## What to do:
**a.** Translate this sentence from the retirement savings passage into Spanish: "Retirement savings should be tapped only in dire scenarios, and withdrawing before the age of 65 can incur steep financial penalties."
**b.** Output the portion of the retirement savings passage between "The Betterment findings" and "of rising inflation.", inclusive.
**c.** According to the retirement savings passage, what share of the employees in the Betterment survey have access to a 401(k)?

## Passage:

● ● ● ●

Retirement accounts have also taken a hit: Three-quarters of employees (75 percent) say market volatility has impacted their retirement account balances, and more than one-quarter (28 percent) dipped into their retirement savings to pay for short-term expenses this year, according to the report, which surveyed 1,000 full-time U.S. employees.

"This is a significant and worrisome number," said Kristen Carlisle, general manager at Betterment at Work. "Retirement savings should be tapped only in dire scenarios, and withdrawing before the age of 65 can incur steep financial penalties."

Inflation, unsurprisingly, is the primary culprit driving employees to tap into their post-work savings, with 64 percent of respondents saying they have faced higher costs of living and 88 percent saying inflation and rising costs of living have notably increased their financial anxiety this year. Carlisle added that there are several additional macro environment trends that have emerged in the wake of the pandemic that are contributing to financial issues for many Americans. Those include stock market volatility along with rent increases and new-home costs as both the rental and housing markets spiked in 2022, she said.

The Betterment findings echo the results of other surveys: Previous research has shown that inflation is having a big impact on employees' finances and retirement. Third-quarter results from Minneapolis-based insurance firm Allianz Life, for instance, recently found that managing rising inflation is causing 54 percent of Americans to reduce or stop socking away retirement savings. That survey also found that more than 4 in 10 Americans (43 percent) say they have had to dip into their retirement savings because of rising inflation.

"Inflation is not going away tomorrow," said Kelly LaVigne, vice president of consumer insights at Allianz Life. "While we all hope that the pace of inflation will slow, it will take time to moderate. Consumers need to prepare themselves by talking to a financial professional and incorporating some ways to help fight the effects of inflation into their portfolio so that long-term inflation doesn't affect retirement."

As a result, employees also are looking for more help from their employers when it comes to retirement and financial benefits. The Betterment survey, for instance, found that a 401(k) offering and 401(k) match remain the two most highly sought-after financial benefits. However, only 52 percent of employees surveyed have access to a 401(k)—a number that drops to 39 percent for workers at small businesses. And about 7 in 10 workers indicated that financial wellness benefits are more important to them now than they were a year ago. Yet just under half of employees (45 percent) feel their employer is committed to supporting their financial wellness.

The survey results come as the collection of retirement provisions known as Secure 2.0—which builds on the original SECURE (Setting Every Community Up for Retirement Enhancement) Act and aims to improve retirement savings opportunities for workers—was just passed by Congress as part of the $1.7 trillion government spending bill for 2023. President Joe Biden signed the bill into law on Dec. 29.

● ● ● ●

## Dataset content:
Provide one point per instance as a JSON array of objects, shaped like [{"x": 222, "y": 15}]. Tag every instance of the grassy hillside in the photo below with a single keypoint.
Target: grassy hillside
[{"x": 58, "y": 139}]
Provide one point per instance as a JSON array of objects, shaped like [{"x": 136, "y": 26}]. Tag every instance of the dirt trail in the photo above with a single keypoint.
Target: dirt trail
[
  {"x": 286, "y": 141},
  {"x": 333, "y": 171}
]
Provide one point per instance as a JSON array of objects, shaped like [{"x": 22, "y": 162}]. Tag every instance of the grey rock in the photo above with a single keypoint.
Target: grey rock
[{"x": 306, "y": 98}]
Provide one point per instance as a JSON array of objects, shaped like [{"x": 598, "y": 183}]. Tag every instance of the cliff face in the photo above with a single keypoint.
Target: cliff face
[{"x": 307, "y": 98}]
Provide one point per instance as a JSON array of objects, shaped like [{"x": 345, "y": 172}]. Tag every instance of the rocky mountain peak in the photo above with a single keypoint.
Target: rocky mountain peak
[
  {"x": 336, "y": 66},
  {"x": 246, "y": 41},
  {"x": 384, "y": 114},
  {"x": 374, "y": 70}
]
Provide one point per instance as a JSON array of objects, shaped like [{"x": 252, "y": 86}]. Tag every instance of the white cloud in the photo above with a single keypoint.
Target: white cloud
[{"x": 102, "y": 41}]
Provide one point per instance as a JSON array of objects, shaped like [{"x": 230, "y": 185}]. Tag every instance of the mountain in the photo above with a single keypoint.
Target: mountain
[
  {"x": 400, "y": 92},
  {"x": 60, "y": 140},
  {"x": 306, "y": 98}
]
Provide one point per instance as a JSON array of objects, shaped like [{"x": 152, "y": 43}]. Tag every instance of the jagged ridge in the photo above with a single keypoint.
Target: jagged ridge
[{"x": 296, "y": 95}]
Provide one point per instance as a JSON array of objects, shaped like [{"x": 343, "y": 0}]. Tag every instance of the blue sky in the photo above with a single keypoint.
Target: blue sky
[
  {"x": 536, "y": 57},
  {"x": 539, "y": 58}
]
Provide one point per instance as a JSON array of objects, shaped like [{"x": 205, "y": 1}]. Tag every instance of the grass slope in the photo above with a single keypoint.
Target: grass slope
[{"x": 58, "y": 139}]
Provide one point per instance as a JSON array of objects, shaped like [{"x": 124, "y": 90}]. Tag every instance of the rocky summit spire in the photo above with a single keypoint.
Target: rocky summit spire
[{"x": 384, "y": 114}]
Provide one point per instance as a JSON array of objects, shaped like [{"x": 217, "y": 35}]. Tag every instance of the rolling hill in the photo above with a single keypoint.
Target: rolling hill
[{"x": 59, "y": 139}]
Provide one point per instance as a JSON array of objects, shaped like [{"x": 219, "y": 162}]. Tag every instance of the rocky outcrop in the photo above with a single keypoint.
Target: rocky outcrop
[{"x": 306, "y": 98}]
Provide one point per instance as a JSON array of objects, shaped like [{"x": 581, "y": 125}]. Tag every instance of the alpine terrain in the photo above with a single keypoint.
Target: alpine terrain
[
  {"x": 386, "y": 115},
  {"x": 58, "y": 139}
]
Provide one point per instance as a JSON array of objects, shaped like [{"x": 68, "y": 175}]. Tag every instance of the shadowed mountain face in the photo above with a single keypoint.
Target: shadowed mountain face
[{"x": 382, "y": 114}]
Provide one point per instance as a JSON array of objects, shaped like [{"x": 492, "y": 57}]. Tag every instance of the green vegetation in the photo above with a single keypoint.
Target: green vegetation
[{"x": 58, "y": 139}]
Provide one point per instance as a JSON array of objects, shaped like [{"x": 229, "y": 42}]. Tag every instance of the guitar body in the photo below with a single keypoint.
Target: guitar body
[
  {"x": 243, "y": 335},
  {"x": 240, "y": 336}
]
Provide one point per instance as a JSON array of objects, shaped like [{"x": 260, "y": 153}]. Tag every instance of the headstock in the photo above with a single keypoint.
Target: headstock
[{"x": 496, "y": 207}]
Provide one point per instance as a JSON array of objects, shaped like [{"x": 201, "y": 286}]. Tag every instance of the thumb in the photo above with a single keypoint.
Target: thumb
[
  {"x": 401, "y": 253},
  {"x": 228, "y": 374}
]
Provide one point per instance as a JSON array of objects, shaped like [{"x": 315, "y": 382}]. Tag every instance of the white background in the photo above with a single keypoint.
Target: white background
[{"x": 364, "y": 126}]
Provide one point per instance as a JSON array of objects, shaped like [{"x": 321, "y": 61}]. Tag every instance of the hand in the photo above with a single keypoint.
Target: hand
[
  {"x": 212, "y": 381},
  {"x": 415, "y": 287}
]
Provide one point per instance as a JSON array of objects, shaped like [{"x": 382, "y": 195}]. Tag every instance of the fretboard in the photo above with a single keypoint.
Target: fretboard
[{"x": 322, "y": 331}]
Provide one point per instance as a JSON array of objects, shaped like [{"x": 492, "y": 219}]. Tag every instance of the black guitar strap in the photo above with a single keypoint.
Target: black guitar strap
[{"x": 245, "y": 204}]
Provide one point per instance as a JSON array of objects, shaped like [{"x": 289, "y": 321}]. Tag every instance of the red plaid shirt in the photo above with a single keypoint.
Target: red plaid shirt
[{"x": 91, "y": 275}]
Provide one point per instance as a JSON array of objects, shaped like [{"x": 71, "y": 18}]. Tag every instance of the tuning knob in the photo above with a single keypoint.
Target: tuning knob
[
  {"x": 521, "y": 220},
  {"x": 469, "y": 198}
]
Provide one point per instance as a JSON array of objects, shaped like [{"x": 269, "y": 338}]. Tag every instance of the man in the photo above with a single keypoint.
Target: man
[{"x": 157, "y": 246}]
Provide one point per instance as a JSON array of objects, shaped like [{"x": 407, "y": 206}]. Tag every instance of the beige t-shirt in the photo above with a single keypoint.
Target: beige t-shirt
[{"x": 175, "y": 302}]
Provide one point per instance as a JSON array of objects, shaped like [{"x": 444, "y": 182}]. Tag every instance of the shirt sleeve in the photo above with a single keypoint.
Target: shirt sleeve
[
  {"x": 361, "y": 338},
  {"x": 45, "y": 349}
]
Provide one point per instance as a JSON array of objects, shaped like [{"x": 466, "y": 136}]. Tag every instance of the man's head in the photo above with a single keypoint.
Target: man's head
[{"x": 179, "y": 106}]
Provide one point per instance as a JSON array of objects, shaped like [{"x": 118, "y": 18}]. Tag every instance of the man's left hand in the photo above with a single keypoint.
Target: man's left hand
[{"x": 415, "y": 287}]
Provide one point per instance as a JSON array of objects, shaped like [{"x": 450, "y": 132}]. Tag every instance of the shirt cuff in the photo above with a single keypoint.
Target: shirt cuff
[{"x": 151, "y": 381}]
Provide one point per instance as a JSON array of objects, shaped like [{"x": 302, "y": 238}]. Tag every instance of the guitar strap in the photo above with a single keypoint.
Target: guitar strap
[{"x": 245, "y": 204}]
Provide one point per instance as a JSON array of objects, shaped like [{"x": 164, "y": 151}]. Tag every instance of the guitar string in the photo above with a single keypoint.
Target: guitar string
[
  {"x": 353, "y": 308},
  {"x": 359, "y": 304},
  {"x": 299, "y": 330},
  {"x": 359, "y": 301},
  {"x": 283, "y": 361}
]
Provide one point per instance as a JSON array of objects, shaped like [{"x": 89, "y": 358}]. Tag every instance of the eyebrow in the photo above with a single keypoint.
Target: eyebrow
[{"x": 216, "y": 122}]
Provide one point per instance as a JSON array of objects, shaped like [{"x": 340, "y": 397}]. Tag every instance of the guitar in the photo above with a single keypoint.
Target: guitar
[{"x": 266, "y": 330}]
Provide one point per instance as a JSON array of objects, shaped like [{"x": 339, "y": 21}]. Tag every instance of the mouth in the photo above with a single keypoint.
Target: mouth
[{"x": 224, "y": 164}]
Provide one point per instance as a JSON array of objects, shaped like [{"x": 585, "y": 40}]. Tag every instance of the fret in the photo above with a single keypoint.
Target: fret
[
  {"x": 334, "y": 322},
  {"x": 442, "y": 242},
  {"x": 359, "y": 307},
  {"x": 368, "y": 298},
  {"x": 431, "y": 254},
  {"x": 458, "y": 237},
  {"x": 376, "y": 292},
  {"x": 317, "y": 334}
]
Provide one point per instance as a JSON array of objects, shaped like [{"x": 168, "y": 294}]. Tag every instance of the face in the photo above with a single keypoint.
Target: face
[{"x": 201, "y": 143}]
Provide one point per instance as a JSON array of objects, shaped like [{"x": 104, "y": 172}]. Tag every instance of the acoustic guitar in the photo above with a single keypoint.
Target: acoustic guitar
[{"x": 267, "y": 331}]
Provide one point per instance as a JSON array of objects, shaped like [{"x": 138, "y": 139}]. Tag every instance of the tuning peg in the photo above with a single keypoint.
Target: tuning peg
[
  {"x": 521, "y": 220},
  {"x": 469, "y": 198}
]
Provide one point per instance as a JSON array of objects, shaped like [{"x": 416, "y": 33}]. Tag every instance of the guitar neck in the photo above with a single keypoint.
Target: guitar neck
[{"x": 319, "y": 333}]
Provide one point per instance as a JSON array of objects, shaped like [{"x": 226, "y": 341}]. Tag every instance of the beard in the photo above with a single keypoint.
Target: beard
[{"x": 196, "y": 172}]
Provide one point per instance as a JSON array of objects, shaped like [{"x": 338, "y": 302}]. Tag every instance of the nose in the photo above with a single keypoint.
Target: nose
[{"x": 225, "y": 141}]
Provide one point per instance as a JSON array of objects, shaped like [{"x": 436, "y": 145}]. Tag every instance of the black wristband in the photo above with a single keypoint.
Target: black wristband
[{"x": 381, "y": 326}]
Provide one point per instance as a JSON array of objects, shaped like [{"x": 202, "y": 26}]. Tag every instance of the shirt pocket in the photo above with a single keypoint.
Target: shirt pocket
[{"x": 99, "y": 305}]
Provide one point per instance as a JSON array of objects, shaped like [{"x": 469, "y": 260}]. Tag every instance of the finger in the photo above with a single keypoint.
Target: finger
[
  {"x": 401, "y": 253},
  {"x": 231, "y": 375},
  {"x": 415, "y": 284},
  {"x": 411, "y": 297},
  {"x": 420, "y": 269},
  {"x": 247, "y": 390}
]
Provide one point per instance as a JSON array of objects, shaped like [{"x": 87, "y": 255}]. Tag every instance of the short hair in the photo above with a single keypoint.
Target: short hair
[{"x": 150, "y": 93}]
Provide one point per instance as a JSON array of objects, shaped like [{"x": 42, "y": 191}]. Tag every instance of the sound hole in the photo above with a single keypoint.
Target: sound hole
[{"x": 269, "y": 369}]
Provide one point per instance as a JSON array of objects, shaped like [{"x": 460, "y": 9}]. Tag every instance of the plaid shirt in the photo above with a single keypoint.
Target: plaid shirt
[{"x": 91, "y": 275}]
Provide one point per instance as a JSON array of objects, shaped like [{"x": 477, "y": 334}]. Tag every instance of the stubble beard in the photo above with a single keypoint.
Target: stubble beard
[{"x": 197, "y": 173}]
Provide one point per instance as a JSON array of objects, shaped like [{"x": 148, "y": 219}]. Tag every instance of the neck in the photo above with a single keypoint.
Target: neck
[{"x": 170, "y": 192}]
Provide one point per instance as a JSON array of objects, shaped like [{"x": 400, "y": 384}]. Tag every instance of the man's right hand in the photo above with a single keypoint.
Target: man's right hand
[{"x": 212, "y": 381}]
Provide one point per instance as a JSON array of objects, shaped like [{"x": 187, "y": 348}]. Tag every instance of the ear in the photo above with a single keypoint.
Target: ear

● ● ● ●

## Results for the exercise:
**a.** Los ahorros para la jubilación solo deberían tocarse en situaciones extremas, y retirarlos antes de los 65 años puede acarrear fuertes sanciones financieras.

**b.**
The Betterment findings echo the results of other surveys: Previous research has shown that inflation is having a big impact on employees' finances and retirement. Third-quarter results from Minneapolis-based insurance firm Allianz Life, for instance, recently found that managing rising inflation is causing 54 percent of Americans to reduce or stop socking away retirement savings. That survey also found that more than 4 in 10 Americans (43 percent) say they have had to dip into their retirement savings because of rising inflation.

**c.** 52 percent